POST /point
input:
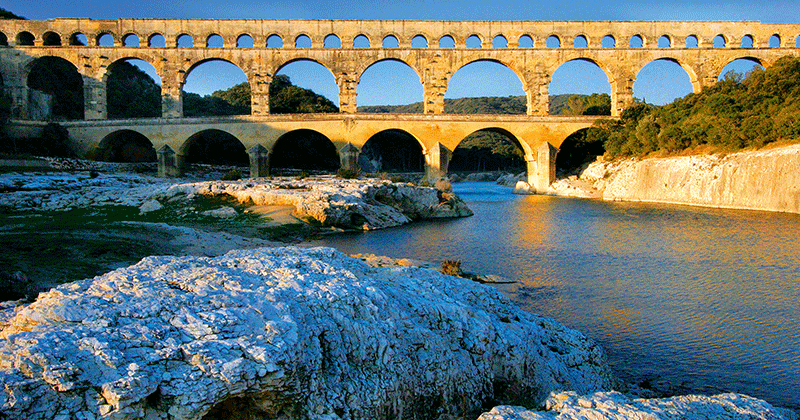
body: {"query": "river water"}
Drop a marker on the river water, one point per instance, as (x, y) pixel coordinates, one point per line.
(683, 299)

☆ ☆ ☆ ☆ ☆

- _To do_
Each record above should be returned unchanged, except that the pictures are dropped.

- _Output below_
POST /point
input:
body: {"query": "river water"}
Drop a marker on the river water, one point per instance, as (x, y) pixel coordinates, one point per line.
(683, 299)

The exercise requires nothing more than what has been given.